Task prompt: Every line below that holds the string "orange" must be copied.

START Given data

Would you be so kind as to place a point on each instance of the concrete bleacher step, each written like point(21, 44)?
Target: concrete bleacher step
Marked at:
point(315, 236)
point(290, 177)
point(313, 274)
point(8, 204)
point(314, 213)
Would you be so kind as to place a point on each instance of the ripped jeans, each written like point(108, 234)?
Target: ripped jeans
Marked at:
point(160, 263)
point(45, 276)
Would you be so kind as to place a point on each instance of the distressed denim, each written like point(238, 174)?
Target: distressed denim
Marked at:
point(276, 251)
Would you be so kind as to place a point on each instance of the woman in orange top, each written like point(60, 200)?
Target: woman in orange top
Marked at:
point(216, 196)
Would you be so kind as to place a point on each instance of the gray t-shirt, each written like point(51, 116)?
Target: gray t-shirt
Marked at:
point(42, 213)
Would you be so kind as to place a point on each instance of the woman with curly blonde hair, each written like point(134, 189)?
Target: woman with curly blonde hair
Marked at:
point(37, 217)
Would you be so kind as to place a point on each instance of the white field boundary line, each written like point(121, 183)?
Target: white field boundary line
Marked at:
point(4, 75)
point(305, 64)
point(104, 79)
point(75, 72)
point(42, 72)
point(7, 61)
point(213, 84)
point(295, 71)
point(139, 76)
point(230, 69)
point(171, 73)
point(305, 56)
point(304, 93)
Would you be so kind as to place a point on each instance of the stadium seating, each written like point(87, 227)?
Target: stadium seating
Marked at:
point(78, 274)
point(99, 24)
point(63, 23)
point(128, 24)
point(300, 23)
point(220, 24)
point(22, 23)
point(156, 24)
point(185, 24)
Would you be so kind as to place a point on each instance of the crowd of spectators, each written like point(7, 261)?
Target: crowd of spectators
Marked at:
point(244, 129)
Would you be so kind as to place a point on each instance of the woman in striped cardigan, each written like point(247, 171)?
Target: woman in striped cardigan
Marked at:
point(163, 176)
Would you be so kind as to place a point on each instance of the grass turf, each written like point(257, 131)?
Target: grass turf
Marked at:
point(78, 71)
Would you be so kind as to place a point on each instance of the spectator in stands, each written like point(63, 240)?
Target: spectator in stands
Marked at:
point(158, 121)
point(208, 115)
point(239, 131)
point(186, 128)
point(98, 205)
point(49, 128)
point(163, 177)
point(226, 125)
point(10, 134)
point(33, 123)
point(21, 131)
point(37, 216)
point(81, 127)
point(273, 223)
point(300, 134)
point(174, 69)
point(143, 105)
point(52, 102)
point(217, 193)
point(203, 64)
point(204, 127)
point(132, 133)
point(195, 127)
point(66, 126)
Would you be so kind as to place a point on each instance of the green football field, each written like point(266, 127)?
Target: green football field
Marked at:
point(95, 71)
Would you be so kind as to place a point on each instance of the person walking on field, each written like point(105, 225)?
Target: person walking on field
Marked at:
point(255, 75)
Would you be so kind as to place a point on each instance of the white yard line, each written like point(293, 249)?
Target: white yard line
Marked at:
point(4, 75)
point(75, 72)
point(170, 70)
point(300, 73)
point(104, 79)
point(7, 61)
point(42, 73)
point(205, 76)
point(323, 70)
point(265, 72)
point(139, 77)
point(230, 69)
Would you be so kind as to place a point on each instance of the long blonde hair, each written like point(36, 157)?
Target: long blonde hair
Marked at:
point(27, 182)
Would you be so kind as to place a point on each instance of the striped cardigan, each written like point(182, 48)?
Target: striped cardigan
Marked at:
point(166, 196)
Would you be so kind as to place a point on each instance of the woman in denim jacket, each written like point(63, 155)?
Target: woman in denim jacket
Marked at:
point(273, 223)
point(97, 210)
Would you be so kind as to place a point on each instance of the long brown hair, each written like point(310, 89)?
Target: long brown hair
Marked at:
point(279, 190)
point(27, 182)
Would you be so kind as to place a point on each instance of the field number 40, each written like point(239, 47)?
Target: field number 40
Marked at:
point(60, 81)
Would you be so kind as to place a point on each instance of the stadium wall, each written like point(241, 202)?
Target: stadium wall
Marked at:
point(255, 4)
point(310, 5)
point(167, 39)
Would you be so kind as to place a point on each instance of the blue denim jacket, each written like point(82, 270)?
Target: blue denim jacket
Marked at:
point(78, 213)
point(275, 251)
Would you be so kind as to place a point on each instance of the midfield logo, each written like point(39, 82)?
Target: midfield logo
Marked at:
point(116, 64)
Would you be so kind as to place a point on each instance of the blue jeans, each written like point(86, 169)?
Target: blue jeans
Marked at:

END Given data

Solved problem:
Would you be so kind as to place a point on each instance of the woman in orange top, each written like point(60, 200)?
Target: woman in orange top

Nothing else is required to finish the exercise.